- [作業内容]:
**1)** 税率引き上げに関する記事の内容と、次の(a)〜(c)は合っていますか？それぞれ「はい」か「いいえ」で答え、判断の決め手となる記事の語句をそのまま引用してください。
(a) 所得税の最高税率は、現行の40%から45%への引き上げを軸に調整されている。
(b) 公明党は、課税所得「5000万円超」の部分に45%を適用する改正案を策定した。
(c) 与党税制改正大綱は24日にとりまとめられる予定である。
**2)** 税率引き上げに関する記事に名前が出てくる政党をすべて挙げてください。

- [提示された文章]:
══════════

HAPPYCAMPUS予想時事問題
※本レポートの目的は、学習情報共有として提供しております。最近の国際及び日本の重大になっているニュース記事を中心にまとめておきました。是非、ご活用ください。
【政治】 相続税、最高税率55%に引き上げ検討 政府・自民 所得税は45%に
2013年1月10日 日本経済新聞
政府・自民党は10日、2013年度税制改正で見直し対象となっている所得税の最高税率について、現行の40%を45%に引き上げる案を軸に調整に入った。相続税の最高税率も50%を55%に引き上げる方向で検討し、富裕層への課税強化を図る。詳細な内容は今後の税調協議で詰め、24日にとりまとめる与党税制改正大綱に盛り込む。
現行の所得税の最高税率は40%で、課税所得が「1800万円超」の部分に適用される。自民党税調幹部の一人は所得税の最高税率について日本経済新聞の取材に「45%は一つの案だ」と述べた。別の幹部は対象となる課税所得は「3000万円超か4000万円超だ」と語った。
公明党は格差是正を重視し、課税所得「3000万~5000万円」に45%、「5000万円超」の部分に50%を適用する改正案を策定。民主党は与党時代に「5000万円超」を45%と決めた経緯がある。自民党は党内調整が遅れていた。

══════════

- [項目一覧]:
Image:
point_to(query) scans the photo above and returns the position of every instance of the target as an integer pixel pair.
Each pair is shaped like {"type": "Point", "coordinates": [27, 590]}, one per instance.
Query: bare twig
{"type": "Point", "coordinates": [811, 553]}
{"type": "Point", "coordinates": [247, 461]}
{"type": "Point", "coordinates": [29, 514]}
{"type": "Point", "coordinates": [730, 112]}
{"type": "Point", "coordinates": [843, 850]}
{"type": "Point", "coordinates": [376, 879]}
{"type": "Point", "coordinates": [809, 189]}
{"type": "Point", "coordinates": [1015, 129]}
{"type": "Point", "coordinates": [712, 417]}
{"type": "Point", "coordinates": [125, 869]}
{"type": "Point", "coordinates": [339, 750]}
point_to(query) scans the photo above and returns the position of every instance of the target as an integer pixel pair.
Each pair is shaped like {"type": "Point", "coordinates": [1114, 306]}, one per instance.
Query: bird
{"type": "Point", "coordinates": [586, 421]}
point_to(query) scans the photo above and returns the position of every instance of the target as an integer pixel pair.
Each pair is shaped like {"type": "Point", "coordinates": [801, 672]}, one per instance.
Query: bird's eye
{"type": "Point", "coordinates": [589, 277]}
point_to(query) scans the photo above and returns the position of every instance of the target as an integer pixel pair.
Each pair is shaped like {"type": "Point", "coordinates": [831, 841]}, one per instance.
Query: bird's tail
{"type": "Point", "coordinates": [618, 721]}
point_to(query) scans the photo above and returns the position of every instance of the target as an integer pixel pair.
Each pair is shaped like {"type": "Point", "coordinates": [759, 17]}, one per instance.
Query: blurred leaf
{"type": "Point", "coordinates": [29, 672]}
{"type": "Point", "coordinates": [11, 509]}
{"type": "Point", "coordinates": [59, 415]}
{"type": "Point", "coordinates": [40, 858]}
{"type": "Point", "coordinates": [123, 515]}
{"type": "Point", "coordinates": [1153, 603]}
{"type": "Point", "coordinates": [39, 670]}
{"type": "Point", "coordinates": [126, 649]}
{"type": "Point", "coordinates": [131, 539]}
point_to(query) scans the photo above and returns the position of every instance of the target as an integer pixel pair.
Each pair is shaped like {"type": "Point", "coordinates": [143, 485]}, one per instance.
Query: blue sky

══════════

- [想定解答]:
**1)**
(a) はい:「現行の40%を45%に引き上げる案を軸に調整に入った」
(b) いいえ:「「5000万円超」の部分に50%を適用する改正案を策定」
(c) はい:「24日にとりまとめる与党税制改正大綱に盛り込む」

**2)** 自民党、公明党、民主党